▸ **WRITTEN TASK**: Extract every line of the records below that contains the string "sweatpants", matching case exactly.

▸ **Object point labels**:
=-=-=

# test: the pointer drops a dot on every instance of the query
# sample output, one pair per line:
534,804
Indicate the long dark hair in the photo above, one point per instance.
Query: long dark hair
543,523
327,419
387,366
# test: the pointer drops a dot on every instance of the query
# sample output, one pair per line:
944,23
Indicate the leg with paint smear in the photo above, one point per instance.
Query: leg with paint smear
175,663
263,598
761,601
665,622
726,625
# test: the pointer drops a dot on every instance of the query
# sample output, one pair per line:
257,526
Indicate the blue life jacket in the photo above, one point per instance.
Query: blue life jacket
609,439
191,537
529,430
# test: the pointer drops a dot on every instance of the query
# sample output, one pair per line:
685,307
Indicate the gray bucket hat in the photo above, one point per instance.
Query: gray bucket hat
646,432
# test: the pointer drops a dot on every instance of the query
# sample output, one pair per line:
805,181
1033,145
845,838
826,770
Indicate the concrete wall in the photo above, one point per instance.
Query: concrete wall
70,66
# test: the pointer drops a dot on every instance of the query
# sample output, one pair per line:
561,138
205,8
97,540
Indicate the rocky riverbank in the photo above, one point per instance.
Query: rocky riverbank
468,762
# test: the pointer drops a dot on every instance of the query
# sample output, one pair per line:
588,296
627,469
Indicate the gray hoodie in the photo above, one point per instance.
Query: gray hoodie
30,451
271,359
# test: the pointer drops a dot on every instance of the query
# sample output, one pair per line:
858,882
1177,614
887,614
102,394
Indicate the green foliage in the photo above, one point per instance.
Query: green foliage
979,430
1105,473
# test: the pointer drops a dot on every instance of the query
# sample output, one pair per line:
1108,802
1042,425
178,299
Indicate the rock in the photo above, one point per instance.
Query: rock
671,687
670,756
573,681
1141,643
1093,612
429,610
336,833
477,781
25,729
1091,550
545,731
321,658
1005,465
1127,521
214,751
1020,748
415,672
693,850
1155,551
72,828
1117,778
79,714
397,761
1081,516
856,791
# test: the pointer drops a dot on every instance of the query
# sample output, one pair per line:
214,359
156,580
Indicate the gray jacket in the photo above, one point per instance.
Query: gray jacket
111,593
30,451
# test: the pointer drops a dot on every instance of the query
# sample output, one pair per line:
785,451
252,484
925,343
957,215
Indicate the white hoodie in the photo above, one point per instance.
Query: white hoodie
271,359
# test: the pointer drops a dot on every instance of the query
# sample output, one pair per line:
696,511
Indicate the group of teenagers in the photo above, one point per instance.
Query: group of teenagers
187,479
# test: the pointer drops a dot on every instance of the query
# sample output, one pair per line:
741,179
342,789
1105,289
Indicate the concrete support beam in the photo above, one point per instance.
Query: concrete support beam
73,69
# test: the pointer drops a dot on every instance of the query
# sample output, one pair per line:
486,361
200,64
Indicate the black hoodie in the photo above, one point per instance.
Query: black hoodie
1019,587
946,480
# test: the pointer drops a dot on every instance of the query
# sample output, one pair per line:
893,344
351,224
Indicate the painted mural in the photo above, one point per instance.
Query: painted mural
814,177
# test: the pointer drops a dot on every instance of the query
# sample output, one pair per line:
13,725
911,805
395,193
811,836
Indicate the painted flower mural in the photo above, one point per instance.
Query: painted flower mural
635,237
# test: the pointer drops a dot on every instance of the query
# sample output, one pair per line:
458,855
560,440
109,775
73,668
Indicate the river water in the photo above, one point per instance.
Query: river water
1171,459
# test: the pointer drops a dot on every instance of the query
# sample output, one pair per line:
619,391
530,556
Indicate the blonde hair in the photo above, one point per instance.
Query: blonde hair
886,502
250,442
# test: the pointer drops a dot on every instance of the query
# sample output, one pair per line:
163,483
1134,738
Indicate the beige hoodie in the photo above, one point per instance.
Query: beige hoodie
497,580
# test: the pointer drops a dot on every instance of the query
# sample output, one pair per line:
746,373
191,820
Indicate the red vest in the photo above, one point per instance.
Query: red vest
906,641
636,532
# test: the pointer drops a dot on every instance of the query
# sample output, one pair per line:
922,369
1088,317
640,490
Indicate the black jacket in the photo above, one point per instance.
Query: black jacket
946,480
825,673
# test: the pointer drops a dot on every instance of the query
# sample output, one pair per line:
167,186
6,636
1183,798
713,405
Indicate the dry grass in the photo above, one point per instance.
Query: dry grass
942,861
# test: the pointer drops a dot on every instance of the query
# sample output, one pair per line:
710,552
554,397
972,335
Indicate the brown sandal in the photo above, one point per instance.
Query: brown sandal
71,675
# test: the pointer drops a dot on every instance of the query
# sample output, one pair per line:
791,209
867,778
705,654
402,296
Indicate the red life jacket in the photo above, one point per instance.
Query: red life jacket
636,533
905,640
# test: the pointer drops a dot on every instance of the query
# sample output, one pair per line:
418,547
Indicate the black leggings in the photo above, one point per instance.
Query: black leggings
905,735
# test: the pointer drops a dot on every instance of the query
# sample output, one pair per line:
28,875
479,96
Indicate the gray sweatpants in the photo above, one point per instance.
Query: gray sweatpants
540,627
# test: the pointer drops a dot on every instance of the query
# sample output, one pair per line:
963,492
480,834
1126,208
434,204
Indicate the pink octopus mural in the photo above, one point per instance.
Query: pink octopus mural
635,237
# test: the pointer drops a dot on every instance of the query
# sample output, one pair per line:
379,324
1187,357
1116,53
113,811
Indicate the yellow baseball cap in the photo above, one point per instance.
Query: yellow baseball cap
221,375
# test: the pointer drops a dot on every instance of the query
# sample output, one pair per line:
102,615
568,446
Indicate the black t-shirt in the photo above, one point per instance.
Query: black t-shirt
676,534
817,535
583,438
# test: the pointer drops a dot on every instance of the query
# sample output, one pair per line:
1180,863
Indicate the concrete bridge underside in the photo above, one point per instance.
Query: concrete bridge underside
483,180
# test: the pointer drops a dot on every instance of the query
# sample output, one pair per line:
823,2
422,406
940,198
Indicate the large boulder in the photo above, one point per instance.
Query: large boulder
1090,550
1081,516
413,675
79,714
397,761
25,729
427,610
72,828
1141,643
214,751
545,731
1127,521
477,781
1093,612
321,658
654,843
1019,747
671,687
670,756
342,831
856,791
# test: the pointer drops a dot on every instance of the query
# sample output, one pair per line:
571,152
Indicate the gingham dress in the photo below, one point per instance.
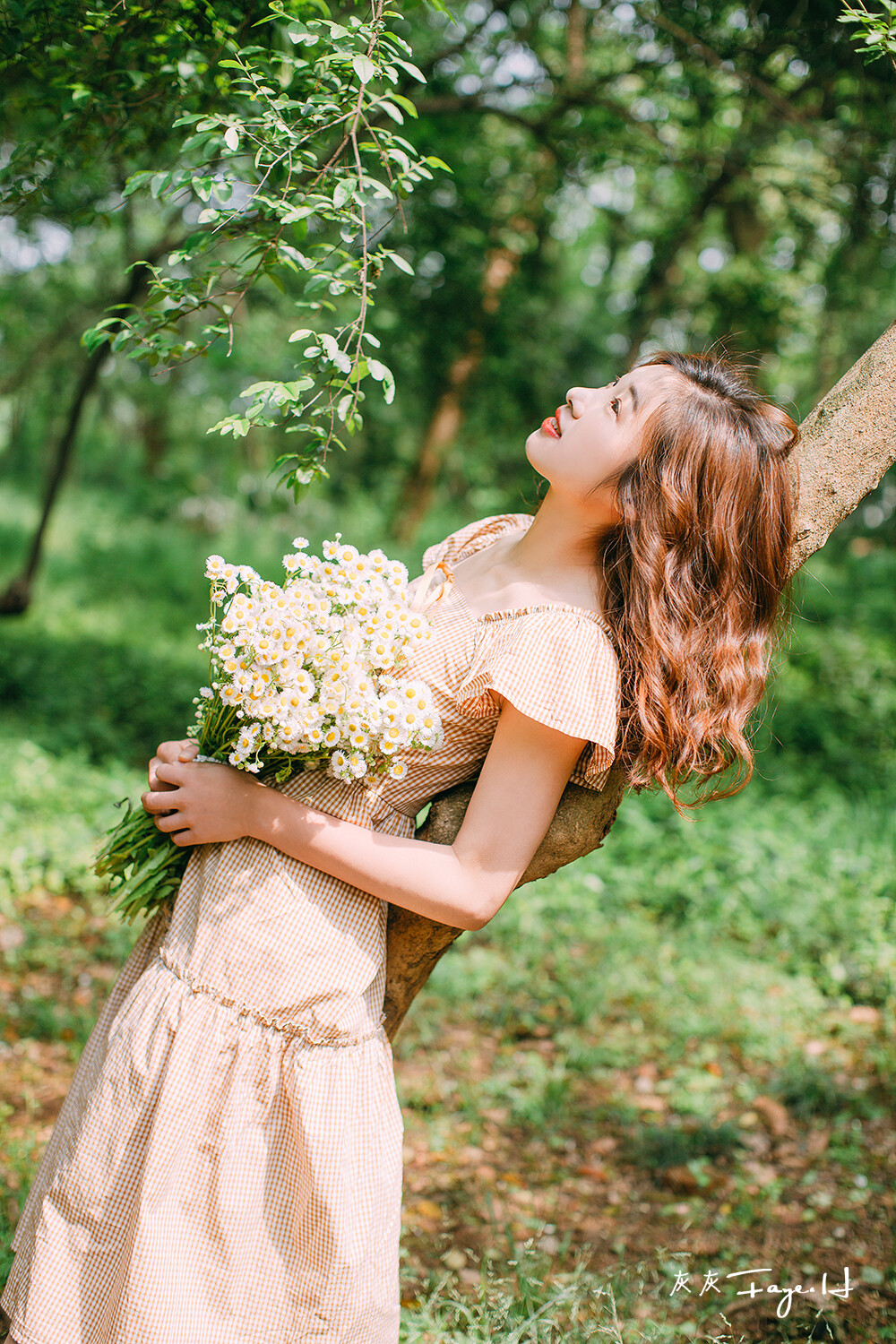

=-=-=

▸ **OUTPUT OF THE TASK**:
Indicate the gray sweatpants in the photo above, one point per instance.
Query: gray sweatpants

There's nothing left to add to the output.